_Source_.
+-------+
Albert Anastasia got it sitting in a barbershop chair. He managed to jump from the chair and dive for the floor but 11 bullets tore into his body. Then one of the murderers stepped forward and applied the coup de grace, a shot to the back of the head. Anastasia got about as much respect as he ever gave his victims as the chief executioner for Murder, Inc.

Anastasia had succeeded to the head of the Mangano family by killing the boss, Vince Mangano, and his brother Phil. It has always been accepted that the kill-crazy Anastasia did it personally. How he got rid of Vince Mangano was never determined since the body was never found.

Phil Mangano was found. The details of his death can only be speculated upon since he was found immaculately dressed but pantsless. Questioned by police, Anastasia said the absence of Phil’s pants made him think he had been the victim of a crime of passion. Surely, he wasn’t the victim of a respectful hit man.

About the only major crime leader who was dispatched with a genuine show of respect was Willie Moretti, gunned down in a restaurant in New Jersey where he had been sitting with four men. When the waitress stepped into the kitchen, he and his assailants were chatting amiably in Italian.

Suddenly, she heard several gunshots. When she came out, Moretti lay on the floor dead, shot in the face. Actually the Moretti slaying was a Mafia “mercy killing,” made necessary because a mental illness brought on by syphilis was causing him to babble more than the mob could allow. It was decided he had to go.

However, no one had anything against poor Willie, and everyone felt he was entitled not to be shot in the back like a dog. And they gave him a wonderful funeral. Some bosses do get to go in style.

Murder Stable

Murder Stable

In 1901, the Mafia presence in New York was considered by many citizens to be less than certain. But the disclosure of the infamous Murder Stable site convinced even the most skeptical that there was a “Mafia” or a “Black Hand” or some organized concern of Italian criminals. Oddly, the discovery came while the New York police and the U.S. Secret Service were more concerned about the presence of foreign anarchists.

Early in 1901, the Secret Service got wind of rumors that there was an anarchist plot to assassinate President William McKinley. The service enlisted the aid of New York police detective Joseph Petrosino, who would later become the first genuine police menace to the American Mafia and various groups of Black Handers.

Petrosino infiltrated anarchist circles in New Jersey and found there to be no organized plan to kill the president. His investigations, however, revealed that a number of individuals were all capable of trying the assassination.


More important, within the context of discovering the Mafia in action, Petrosino and the Secret Service stumbled across the “Murder Stable,” a property located at 323 East 107th Street in the heart of Italian Harlem. A gang of Italian criminals, headed by some brothers named Morello and a particularly fearful individual named Lupo the Wolf, were the terrors of the area; screams through the night struck dread in neighbors living in the stable area.

The authorities dug up the premises, unearthing the remains of about 60 murder victims. The property belonged to one Ignazio Saietta, a.k.a. Lupo the Wolf. It was determined that Lupo the Wolf and the Morellos used the place to torture their enemies into compliance or to death.
+-------+
_Data provided_.
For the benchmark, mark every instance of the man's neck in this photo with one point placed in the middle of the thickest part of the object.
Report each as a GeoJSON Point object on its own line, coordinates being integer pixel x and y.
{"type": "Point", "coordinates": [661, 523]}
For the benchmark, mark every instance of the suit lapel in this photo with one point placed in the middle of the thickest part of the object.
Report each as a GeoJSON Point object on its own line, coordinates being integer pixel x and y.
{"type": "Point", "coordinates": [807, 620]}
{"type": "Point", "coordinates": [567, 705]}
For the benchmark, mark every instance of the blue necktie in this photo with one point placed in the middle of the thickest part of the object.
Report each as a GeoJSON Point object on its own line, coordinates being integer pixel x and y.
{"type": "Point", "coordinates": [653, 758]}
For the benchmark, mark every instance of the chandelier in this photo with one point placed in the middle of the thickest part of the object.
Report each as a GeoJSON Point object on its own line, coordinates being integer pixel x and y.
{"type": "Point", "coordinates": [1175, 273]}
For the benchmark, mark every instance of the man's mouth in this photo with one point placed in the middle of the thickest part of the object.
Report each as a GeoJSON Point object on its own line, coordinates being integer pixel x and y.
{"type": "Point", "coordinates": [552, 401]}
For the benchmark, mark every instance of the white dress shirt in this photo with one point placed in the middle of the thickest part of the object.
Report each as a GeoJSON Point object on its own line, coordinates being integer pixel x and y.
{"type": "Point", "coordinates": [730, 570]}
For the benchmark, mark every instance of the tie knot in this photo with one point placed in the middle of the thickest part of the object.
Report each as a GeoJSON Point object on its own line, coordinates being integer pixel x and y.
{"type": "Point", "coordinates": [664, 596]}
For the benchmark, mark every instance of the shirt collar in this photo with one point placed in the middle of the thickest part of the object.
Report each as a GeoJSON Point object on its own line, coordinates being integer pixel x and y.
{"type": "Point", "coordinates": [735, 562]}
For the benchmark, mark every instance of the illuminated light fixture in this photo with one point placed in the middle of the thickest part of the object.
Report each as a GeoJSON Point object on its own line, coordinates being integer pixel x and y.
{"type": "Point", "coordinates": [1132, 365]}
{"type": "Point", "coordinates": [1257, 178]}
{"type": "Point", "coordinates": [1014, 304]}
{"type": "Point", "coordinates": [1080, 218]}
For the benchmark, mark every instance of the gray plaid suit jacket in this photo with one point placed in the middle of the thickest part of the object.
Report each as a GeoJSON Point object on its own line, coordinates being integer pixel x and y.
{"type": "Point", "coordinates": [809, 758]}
+-------+
_Task requirements_.
• A. In the Mafia text, at what address was the Murder Stable located?
• B. State whether each statement agrees with the Mafia text, answering yes or no and quoting the words of the text that decide it: (i) Vince Mangano's body was eventually recovered. (ii) Petrosino uncovered an organized plan among anarchists to kill the president. (iii) The authorities found the remains of about 60 murder victims at the Murder Stable.

_Solutions below_.
• A. 323 East 107th Street, in the heart of Italian Harlem.

• B.
(i) No: "since the body was never found."
(ii) No: "found there to be no organized plan to kill the president."
(iii) Yes: "unearthing the remains of about 60 murder victims."